▽

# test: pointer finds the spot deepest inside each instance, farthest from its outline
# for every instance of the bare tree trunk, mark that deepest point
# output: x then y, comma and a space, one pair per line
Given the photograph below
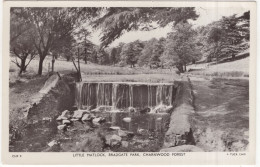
53, 61
79, 72
22, 67
40, 65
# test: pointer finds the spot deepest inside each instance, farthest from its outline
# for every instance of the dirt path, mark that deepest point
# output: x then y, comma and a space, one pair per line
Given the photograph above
222, 114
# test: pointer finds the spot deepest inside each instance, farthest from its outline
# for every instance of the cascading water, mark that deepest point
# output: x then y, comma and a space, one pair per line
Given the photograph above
124, 95
116, 97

△

> Problem
State the number of lines in the material above in which the string "that" appears, with no accompanying text.

> The answer
3